• **Task 1**:
In the entries, from the line with "Practice step: locate the yellow" through the last line of the entries, substitute "safety helmet" for "protective helmet". Give back only those lines, with everything else left unchanged.

• **Given text**:
Eroded rock inspires Afton Love’s 16 Faces and 16 Bowls. Courtesy of Afton Love.

AFTON LOVE’S ARTISTIC AMBITIONS are immense. “I wanted to explore the mysteries of life,” says the Ojo Caliente–based conceptual artist, who showcases natural geological forms using materials such as graphite, clay, beeswax, wool, and resin. “I feel like I found a way to get at those questions and their answers through erosional rock formations.” 

Love, who grew up in the Butte Creek Canyon area outside Chico, California, has long been fascinated by rock surfaces. During a 2018 artist-in-residency stint at the Anderson Museum of Contemporary Art, in Roswell, she moved from making intricate, 15-foot drawings of rock formations to working with the micaceous clay that has fueled New Mexico’s traditional ceramic arts for centuries. Her installation 16 Faces and 16 Bowls, a sculptural assortment of 32 shapes made from hand-dug micaceous clay found south of Taos, is on view at the Harwood Museum of Art through April 18 as part of the exhibition Contemporary Art/Taos 2020

The pieces represent the fruit of an informal mentorship she embarked upon with Taos Pueblo ceramicist Johnny Ortiz, who schooled her in the practice of responsibly harvesting clay from pits where his ancestors have dug for generations. 

Love pressed the clay onto the face of a huge sandstone rock, imprinting its intricate details. While the 16 fired squares seem like identical black tiles, each one highlights the minuscule gradations in the rock’s surface. Below each tile sits a rudimentary clay bowl, sturdy at the base and eggshell-thin around each rim.

• **Task 2**:
Reproduce the text about Afton Love's clay work in full, with no changes.

• **Given data**:
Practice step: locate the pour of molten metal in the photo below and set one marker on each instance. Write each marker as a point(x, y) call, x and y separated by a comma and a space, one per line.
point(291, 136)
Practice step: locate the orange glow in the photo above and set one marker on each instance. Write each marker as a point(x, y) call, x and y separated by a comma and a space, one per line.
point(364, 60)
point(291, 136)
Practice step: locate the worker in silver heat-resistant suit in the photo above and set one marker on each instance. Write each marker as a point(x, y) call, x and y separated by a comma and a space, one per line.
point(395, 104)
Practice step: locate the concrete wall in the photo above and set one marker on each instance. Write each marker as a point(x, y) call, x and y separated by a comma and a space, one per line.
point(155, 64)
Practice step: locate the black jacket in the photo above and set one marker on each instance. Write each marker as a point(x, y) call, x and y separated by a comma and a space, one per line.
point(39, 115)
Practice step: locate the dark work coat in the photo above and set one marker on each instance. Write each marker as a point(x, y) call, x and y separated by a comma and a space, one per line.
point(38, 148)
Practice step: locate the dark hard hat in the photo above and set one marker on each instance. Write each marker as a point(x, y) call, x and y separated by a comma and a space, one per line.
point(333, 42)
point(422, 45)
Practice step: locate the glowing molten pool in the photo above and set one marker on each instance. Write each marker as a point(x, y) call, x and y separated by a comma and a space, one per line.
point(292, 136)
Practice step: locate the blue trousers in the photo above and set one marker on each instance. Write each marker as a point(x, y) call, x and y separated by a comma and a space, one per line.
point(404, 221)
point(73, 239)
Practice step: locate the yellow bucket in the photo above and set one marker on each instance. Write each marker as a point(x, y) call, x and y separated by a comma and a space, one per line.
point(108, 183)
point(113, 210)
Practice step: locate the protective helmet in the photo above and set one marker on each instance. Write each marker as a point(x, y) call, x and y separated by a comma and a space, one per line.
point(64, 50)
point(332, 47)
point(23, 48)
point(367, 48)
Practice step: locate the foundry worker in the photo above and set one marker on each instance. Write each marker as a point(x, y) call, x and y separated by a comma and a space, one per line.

• **Final result 1**:
Practice step: locate the yellow bucket in the photo above and set one marker on each instance. Write each marker as a point(x, y) call, x and y separated by a comma and a space, one per line.
point(108, 183)
point(113, 210)
Practice step: locate the safety helmet in the photo above and set one marker on each instance. Write each marker as a point(x, y) call, x and y separated by a comma and a space, one per line.
point(64, 50)
point(332, 47)
point(23, 48)
point(367, 48)
Practice step: locate the foundry worker in the photo above and set one marker on each instance. Write each marker as a point(x, y) call, x and y separated by a comma and a space, one per line.

• **Final result 2**:
Eroded rock inspires Afton Love’s 16 Faces and 16 Bowls. Courtesy of Afton Love.

AFTON LOVE’S ARTISTIC AMBITIONS are immense. “I wanted to explore the mysteries of life,” says the Ojo Caliente–based conceptual artist, who showcases natural geological forms using materials such as graphite, clay, beeswax, wool, and resin. “I feel like I found a way to get at those questions and their answers through erosional rock formations.” 

Love, who grew up in the Butte Creek Canyon area outside Chico, California, has long been fascinated by rock surfaces. During a 2018 artist-in-residency stint at the Anderson Museum of Contemporary Art, in Roswell, she moved from making intricate, 15-foot drawings of rock formations to working with the micaceous clay that has fueled New Mexico’s traditional ceramic arts for centuries. Her installation 16 Faces and 16 Bowls, a sculptural assortment of 32 shapes made from hand-dug micaceous clay found south of Taos, is on view at the Harwood Museum of Art through April 18 as part of the exhibition Contemporary Art/Taos 2020

The pieces represent the fruit of an informal mentorship she embarked upon with Taos Pueblo ceramicist Johnny Ortiz, who schooled her in the practice of responsibly harvesting clay from pits where his ancestors have dug for generations. 

Love pressed the clay onto the face of a huge sandstone rock, imprinting its intricate details. While the 16 fired squares seem like identical black tiles, each one highlights the minuscule gradations in the rock’s surface. Below each tile sits a rudimentary clay bowl, sturdy at the base and eggshell-thin around each rim.